## Stated exercise:
Reproduce exactly the line in which "Find the stainless steel dishwasher" occurs and all the lines after it, ending with the last line.

* START Data shown *

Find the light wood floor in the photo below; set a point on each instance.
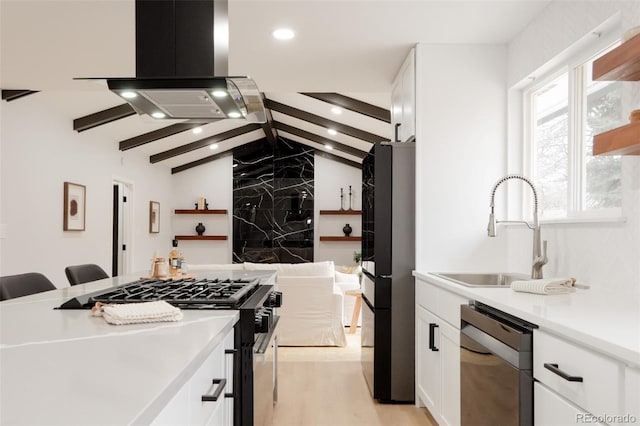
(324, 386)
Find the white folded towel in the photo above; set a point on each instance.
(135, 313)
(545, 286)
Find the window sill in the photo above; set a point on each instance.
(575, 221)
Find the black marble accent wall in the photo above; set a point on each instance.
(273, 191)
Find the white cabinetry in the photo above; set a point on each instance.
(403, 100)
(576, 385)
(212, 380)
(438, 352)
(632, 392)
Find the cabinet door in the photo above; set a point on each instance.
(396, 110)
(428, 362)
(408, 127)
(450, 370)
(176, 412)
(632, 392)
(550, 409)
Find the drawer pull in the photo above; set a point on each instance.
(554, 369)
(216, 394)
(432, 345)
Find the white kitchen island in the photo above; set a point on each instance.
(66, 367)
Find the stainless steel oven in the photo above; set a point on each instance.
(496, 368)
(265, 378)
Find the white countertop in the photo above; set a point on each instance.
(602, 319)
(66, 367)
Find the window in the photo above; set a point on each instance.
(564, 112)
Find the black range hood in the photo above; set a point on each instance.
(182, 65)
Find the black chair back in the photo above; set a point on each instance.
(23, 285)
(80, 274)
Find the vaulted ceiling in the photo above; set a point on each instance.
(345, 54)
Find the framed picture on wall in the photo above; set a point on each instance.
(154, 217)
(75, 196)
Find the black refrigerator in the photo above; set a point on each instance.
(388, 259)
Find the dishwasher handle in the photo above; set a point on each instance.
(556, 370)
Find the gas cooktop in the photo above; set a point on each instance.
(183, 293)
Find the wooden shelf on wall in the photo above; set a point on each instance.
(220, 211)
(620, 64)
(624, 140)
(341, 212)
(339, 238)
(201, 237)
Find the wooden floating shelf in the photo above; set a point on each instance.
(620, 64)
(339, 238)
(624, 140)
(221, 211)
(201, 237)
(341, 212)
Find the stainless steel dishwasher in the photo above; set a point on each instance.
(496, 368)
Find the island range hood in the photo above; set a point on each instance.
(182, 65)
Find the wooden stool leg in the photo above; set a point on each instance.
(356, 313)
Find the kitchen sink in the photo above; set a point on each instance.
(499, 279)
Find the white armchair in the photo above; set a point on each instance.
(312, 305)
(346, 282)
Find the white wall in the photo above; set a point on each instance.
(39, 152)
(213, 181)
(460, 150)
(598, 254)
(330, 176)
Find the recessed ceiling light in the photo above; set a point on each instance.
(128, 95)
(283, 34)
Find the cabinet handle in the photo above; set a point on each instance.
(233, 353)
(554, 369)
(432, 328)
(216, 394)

* END Data shown *

## Exercise response:
Find the stainless steel dishwasher in the photo above; set a point on each instance.
(496, 368)
Find the island range hood in the photo above; set a point on each instance.
(182, 65)
Find the wooden stool leg in the photo above; set a point on each instance.
(356, 313)
Find the kitchen sink in the photo above; set a point on each instance.
(499, 279)
Find the white armchair in the photo above; set a point on each instance.
(312, 305)
(346, 282)
Find the white wall in the photo above; set a point on each instance.
(39, 152)
(213, 181)
(460, 150)
(598, 254)
(330, 176)
Find the recessed ceiling light in the photo above; set a point on each instance.
(128, 95)
(283, 34)
Find the cabinet handle in the photo above; set a point on each instance.
(233, 353)
(554, 369)
(432, 328)
(216, 394)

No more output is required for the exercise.